### Written request
Count the lines in the data below that contain the word "salad", and give only that number.

### Record extracts
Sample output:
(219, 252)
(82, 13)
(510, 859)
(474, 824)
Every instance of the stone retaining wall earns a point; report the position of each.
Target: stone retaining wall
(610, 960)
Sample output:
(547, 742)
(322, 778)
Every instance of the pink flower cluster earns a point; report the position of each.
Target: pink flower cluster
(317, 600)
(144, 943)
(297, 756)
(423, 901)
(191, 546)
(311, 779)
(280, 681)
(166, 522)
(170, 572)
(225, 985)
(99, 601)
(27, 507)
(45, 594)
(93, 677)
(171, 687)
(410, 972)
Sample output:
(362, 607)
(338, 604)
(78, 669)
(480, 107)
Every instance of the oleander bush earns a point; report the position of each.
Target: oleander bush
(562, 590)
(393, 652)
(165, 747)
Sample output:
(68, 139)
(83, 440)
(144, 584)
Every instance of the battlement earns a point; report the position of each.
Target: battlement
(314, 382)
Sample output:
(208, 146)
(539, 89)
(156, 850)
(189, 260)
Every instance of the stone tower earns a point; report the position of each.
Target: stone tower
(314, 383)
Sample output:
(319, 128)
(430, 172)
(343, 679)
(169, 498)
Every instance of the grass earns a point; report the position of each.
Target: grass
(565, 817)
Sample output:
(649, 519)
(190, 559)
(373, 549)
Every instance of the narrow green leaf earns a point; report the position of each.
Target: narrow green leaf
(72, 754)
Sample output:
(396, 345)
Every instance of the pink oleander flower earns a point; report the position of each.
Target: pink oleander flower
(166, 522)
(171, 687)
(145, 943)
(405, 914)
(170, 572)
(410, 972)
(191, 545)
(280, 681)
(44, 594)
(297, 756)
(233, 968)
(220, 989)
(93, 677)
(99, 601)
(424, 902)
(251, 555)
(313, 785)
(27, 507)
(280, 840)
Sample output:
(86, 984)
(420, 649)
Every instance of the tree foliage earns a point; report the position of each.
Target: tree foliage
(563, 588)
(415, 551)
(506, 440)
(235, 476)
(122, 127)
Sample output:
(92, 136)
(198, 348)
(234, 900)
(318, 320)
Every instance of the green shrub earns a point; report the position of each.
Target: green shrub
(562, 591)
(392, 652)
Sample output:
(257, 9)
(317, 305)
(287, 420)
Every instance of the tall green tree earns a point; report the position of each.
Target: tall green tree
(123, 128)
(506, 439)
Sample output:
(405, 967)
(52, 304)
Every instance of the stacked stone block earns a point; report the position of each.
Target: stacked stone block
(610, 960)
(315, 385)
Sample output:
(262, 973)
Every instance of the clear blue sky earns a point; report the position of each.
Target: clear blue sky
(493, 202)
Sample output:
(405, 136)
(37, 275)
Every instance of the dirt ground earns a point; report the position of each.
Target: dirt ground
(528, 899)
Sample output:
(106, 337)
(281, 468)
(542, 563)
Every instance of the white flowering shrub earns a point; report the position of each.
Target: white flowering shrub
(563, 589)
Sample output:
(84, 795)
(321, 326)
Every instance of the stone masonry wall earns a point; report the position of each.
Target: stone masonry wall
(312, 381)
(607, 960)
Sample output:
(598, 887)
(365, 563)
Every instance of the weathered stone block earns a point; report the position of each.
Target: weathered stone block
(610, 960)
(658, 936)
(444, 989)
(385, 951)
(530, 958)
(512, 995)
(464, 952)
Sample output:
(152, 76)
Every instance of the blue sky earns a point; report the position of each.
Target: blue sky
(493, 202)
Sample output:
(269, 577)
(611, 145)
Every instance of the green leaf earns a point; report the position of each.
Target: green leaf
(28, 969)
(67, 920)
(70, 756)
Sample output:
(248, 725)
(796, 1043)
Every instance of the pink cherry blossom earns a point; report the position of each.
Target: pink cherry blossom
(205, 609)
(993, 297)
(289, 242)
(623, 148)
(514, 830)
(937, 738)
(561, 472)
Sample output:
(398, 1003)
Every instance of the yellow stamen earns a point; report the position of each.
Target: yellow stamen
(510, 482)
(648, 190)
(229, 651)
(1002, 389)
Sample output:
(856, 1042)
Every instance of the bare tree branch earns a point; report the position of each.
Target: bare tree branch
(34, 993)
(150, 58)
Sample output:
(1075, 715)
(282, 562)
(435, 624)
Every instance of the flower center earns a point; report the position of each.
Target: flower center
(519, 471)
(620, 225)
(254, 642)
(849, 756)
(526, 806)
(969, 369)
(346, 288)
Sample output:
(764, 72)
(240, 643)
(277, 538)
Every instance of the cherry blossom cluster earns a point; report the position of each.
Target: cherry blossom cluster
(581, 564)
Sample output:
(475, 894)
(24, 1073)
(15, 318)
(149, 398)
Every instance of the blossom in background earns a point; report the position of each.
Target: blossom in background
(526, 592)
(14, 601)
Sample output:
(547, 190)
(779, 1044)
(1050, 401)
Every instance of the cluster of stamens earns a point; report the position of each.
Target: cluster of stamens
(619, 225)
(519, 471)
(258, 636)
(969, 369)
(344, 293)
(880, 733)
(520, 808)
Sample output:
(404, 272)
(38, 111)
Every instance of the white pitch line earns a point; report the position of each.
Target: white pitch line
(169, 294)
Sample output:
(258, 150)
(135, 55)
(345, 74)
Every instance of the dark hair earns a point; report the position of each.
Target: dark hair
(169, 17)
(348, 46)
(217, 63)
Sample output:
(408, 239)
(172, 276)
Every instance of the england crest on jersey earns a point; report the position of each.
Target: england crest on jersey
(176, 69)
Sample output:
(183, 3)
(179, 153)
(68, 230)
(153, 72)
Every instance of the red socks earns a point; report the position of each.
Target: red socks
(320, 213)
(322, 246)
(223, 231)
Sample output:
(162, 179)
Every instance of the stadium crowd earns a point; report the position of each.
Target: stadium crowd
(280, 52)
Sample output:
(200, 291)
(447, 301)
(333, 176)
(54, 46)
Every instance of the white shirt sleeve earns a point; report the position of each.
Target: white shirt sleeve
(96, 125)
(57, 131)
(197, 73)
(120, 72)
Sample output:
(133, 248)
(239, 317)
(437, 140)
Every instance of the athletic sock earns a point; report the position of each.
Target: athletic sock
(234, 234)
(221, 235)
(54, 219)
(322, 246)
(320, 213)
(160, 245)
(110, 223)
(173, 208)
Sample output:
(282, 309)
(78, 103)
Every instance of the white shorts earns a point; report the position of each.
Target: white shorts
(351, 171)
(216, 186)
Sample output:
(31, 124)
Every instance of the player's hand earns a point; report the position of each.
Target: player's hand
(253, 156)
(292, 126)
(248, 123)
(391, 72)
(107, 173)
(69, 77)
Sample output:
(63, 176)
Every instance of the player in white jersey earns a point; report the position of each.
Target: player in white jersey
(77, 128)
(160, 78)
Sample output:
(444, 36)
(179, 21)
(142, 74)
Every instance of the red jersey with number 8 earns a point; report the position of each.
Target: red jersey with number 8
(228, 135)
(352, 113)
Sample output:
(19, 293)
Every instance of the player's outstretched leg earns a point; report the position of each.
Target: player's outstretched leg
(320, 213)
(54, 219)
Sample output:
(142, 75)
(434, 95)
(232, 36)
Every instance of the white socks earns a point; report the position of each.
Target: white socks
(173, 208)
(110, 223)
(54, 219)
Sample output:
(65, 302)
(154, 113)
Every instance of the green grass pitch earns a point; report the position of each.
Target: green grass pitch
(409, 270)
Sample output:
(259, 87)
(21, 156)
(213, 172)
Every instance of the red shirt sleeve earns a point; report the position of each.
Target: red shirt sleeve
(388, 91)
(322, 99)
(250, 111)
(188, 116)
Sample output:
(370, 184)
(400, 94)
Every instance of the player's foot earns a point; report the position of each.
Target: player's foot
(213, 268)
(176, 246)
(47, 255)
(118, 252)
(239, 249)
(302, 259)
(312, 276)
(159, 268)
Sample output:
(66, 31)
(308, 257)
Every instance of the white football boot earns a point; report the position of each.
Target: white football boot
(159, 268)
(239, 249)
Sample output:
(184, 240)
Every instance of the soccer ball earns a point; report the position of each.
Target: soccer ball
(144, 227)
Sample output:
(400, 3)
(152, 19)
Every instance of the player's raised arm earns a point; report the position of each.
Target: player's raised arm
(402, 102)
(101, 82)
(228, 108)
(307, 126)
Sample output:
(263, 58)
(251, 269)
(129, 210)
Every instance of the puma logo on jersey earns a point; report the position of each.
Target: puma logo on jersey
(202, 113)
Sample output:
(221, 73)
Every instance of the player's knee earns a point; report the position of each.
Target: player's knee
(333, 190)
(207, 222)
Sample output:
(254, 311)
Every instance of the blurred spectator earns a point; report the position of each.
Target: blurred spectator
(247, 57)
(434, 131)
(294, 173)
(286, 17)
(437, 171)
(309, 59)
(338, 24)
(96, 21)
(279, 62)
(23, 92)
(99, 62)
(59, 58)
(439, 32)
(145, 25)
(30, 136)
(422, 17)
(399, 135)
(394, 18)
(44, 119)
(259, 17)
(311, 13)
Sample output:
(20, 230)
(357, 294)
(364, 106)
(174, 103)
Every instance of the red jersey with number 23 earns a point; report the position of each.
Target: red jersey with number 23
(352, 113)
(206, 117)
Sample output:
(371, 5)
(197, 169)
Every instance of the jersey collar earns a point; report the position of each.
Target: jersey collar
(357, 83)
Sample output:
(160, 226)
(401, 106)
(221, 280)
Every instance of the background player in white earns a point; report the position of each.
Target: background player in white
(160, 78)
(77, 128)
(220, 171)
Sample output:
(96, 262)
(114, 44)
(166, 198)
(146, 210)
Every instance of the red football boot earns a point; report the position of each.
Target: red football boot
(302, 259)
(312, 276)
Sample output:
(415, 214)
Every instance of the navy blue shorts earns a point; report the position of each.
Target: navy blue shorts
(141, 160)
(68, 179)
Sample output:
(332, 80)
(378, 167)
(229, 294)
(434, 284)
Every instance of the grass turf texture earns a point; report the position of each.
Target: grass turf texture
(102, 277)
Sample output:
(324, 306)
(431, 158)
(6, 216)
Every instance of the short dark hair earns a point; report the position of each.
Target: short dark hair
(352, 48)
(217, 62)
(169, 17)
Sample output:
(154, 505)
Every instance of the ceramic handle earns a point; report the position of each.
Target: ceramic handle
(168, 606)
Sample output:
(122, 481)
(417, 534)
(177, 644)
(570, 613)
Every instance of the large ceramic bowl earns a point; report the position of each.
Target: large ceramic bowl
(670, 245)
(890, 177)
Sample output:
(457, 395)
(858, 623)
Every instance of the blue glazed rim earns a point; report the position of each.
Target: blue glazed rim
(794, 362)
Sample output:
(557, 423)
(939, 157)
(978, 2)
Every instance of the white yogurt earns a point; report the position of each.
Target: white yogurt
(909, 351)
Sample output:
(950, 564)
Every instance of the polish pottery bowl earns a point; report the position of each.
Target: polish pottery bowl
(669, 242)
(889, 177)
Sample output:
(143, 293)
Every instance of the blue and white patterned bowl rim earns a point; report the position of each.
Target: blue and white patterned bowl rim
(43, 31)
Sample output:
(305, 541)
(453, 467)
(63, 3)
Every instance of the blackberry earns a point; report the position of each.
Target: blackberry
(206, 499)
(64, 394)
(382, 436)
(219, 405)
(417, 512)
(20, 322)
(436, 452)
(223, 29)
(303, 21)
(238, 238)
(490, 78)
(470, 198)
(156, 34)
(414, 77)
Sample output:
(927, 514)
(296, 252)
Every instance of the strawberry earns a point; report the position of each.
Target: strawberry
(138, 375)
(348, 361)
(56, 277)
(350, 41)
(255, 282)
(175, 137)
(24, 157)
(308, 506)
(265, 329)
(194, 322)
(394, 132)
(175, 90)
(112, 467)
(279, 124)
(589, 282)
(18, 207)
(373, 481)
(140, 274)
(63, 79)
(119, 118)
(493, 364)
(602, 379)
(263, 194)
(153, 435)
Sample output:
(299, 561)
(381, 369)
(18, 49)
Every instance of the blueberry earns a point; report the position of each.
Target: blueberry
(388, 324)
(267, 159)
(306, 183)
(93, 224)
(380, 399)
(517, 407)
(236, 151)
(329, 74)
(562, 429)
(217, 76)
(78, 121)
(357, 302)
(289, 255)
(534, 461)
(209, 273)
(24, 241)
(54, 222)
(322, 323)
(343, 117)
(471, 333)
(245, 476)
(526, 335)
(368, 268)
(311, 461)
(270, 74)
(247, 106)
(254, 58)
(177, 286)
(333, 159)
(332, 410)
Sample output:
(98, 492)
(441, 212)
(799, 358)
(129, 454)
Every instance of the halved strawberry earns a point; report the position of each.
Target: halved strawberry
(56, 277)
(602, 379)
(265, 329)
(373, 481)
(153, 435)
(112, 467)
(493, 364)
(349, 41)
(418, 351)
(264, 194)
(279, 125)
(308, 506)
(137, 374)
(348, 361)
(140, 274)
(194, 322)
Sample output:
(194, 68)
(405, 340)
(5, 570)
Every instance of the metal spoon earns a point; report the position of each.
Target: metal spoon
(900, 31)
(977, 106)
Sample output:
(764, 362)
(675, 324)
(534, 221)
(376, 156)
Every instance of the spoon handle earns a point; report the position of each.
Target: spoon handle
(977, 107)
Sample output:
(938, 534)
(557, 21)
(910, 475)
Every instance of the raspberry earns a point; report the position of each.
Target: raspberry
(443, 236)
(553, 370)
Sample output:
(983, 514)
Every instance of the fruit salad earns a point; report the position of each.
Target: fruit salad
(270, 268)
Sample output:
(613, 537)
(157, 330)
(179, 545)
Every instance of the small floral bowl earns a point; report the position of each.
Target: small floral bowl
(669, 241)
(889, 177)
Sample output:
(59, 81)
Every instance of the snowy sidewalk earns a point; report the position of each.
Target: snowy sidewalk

### Response to this exercise
2